▸ **Set task**:
Reproduce every entry in the listing without alteration.

▸ **Collection entries**:
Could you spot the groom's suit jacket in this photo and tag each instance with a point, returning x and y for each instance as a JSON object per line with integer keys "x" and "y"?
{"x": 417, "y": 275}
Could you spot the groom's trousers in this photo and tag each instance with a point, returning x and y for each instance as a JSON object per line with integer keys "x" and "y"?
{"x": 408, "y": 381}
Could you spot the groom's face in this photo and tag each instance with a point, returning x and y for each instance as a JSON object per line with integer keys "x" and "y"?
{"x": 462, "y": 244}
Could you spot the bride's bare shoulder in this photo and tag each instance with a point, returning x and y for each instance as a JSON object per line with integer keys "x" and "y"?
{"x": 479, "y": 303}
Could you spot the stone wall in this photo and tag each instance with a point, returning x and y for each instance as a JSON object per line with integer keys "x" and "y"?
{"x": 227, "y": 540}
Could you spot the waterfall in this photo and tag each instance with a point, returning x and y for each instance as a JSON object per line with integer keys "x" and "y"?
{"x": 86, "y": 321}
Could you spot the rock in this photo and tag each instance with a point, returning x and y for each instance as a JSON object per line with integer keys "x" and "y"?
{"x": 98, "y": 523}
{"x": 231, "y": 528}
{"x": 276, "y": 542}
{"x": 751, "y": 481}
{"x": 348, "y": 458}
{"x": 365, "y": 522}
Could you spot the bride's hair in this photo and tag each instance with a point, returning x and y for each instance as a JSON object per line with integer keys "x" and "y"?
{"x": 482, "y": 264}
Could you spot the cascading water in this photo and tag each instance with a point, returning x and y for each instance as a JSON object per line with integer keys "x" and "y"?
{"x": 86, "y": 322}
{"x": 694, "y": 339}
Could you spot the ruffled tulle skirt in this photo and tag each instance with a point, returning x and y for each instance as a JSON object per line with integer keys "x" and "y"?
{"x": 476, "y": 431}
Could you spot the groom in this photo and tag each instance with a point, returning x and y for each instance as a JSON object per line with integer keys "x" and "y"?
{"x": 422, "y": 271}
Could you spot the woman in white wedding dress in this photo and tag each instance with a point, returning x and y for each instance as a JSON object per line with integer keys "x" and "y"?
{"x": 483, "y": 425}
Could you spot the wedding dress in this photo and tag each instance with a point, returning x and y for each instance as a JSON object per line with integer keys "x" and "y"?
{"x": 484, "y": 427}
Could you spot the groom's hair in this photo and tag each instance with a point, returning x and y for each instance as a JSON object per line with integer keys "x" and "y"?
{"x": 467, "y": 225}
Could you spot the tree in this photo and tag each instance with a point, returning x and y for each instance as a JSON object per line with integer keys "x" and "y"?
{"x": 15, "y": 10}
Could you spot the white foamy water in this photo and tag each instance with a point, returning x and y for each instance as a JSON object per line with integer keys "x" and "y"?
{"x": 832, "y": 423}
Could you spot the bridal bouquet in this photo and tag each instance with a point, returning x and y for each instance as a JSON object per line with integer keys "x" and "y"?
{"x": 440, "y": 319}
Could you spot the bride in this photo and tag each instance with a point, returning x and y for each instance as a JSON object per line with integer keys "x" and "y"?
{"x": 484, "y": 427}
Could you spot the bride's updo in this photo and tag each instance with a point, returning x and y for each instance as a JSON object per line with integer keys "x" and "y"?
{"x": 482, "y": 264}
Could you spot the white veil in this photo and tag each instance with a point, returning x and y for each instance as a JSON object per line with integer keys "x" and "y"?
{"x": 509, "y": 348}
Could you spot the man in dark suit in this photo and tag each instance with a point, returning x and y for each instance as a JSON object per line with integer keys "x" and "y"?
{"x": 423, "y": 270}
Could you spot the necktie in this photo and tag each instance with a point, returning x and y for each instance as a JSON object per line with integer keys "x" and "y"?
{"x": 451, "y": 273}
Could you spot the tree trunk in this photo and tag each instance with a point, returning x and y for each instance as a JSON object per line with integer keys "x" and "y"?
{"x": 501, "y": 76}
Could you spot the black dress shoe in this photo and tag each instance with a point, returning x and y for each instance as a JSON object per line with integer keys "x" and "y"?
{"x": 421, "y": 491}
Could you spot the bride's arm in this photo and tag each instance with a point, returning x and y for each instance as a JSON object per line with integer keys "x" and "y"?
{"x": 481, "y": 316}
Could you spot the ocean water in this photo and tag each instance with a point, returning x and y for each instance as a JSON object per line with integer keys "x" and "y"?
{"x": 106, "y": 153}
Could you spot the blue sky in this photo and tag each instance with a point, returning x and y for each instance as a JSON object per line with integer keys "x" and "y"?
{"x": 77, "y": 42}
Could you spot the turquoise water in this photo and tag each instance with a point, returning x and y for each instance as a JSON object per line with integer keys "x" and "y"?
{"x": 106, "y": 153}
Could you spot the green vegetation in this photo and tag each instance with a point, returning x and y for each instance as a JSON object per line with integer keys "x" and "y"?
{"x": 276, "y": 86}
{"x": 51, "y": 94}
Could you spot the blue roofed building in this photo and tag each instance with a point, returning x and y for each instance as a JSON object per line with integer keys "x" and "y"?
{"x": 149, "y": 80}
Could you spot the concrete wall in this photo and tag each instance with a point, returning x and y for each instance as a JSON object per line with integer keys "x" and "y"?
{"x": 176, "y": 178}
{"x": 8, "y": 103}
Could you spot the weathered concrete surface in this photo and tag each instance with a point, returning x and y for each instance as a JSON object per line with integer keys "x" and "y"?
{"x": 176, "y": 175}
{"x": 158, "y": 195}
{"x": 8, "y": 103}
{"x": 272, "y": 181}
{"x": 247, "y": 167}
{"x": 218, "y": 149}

▸ **Result of the task**:
Could you spot the groom's suit jacket in this photo and tag each instance with a point, returning x and y for each instance as a JSON object per line with integer keys "x" and "y"?
{"x": 417, "y": 275}
Could you spot the groom's trousers in this photo and tag each instance with a point, returning x and y for each instance as a JSON object per line with integer keys "x" and "y"?
{"x": 408, "y": 381}
Could you spot the groom's face in this photo and tag each instance with a point, returning x and y for each instance as a JSON object per line with integer keys "x" and "y"?
{"x": 462, "y": 244}
Could you spot the bride's bare shoulder in this photo and tag each instance with a point, returning x and y for each instance as a JSON object per line with integer keys "x" and "y"?
{"x": 479, "y": 303}
Could you spot the stone wall in this photo and tag each instance with a point, returning x and y for each instance as a JSON object per line with integer keys "x" and "y"?
{"x": 227, "y": 540}
Could you spot the waterfall in this photo and tag each instance with a point, returning x and y for each instance as a JSON object per line with integer keys "x" and "y"?
{"x": 86, "y": 321}
Could you spot the rock in this photo and tag each instance with a point, returning x and y for each instance as a JSON object per line with integer keys "x" and "y"?
{"x": 98, "y": 523}
{"x": 231, "y": 528}
{"x": 276, "y": 542}
{"x": 751, "y": 481}
{"x": 348, "y": 458}
{"x": 365, "y": 522}
Could you spot the bride's hair in this photo and tag each instance with a point, returning x and y for each instance as a JSON object per line with integer keys "x" and "y"?
{"x": 482, "y": 264}
Could you spot the cascading water in this photo and tag each instance with a point, returning x and y for each instance as a JSON object per line with integer keys "x" and "y"?
{"x": 86, "y": 322}
{"x": 694, "y": 339}
Could you spot the ruffled tulle skirt in this photo and tag each instance with a point, returning x and y for each instance as a JSON object per line with integer keys "x" and "y"?
{"x": 476, "y": 431}
Could you spot the groom in this photo and tag each instance with a point, returning x and y for each instance as a JSON object per line with integer keys "x" and "y"?
{"x": 422, "y": 271}
Could you spot the woman in white wedding dress in this photo and tag each instance with a point, returning x and y for each instance as a JSON object per line with integer keys "x" and "y"?
{"x": 483, "y": 425}
Could you spot the wedding dress in this photo and tag each instance with a point, returning x and y for each instance as a JSON object per line with integer keys "x" and "y"?
{"x": 484, "y": 427}
Could you spot the groom's hair in this photo and tag each instance with a point, returning x and y for each instance as a JSON object per line with integer keys "x" and "y"?
{"x": 467, "y": 225}
Could you spot the tree in this photo and tag each instance with a point, returning x and y for each instance as a JSON object per line with integer keys "x" and "y"?
{"x": 15, "y": 10}
Could you spot the white foamy water in this photo and tag each instance with a point, returning x and y for each instance as a JSON object per line with integer keys "x" and "y"?
{"x": 832, "y": 423}
Could you spot the bridal bouquet in this photo and tag each instance with a point, returning x and y for each instance as a JSON object per line with integer keys "x" and "y"?
{"x": 440, "y": 319}
Could you spot the bride in this photo and tag each instance with a point, returning x and y for each instance as a JSON object per line with integer keys "x" and "y"?
{"x": 484, "y": 427}
Could you spot the bride's updo in this photo and tag each instance with a point, returning x and y for each instance as a JSON object per line with integer keys "x" and "y"?
{"x": 482, "y": 264}
Could you spot the white veil in this photo and tag each instance with a point, returning x and y for each instance as a JSON object per line with integer keys "x" and "y"?
{"x": 509, "y": 348}
Could you spot the man in dark suit in this photo and tag each instance with a point, returning x and y for each instance as a JSON object per line with integer keys "x" and "y"?
{"x": 423, "y": 270}
Could you spot the necktie in this photo and tag each instance with a point, returning x and y for each instance as a JSON object per line with integer keys "x" and "y"?
{"x": 451, "y": 273}
Could you spot the tree trunk in this photo and tag each instance with a point, returning x and y for each instance as a JSON object per line with integer keys "x" and "y"?
{"x": 501, "y": 76}
Could you spot the black dress shoe in this photo and tag each instance with a point, returning x and y for each instance as a JSON object per line with integer keys "x" and "y"?
{"x": 421, "y": 491}
Could you spot the bride's arm in this photo and tag each instance with a point, returning x and y for each instance as a JSON object per line with integer keys "x" and "y"?
{"x": 481, "y": 316}
Could you spot the ocean water in this photo and tag each instance with a point, returning x and y for each instance as a JSON object per line with integer keys "x" and "y"?
{"x": 106, "y": 153}
Could you spot the blue sky in this photo and tag each instance with a point, returning x and y for each instance as a JSON object per line with integer keys "x" and "y"?
{"x": 77, "y": 42}
Could you spot the turquoise water in this photo and tag each instance with a point, returning x and y for each instance as a JSON object per line with integer keys "x" and "y"?
{"x": 106, "y": 153}
Could you spot the green vegetation in this photo and tag each instance with a point, returning x and y for each instance as a JSON object per line with integer keys "x" and "y"?
{"x": 276, "y": 86}
{"x": 51, "y": 94}
Could you spot the blue roofed building in this photo and tag each instance with a point, returning x and y for each instance as a JSON object per line with integer keys "x" and "y"?
{"x": 149, "y": 80}
Could you spot the concrete wall in this photo and tag each instance with a point, returning x and y for each instance as a JSON object per line with integer keys "x" and "y"?
{"x": 176, "y": 178}
{"x": 8, "y": 103}
Could you spot the weathered concrete surface in this photo and tag each instance with a point, returning x and y for each instance as a JSON object per line with integer keys "x" and "y"?
{"x": 176, "y": 175}
{"x": 158, "y": 195}
{"x": 8, "y": 103}
{"x": 272, "y": 181}
{"x": 247, "y": 167}
{"x": 218, "y": 149}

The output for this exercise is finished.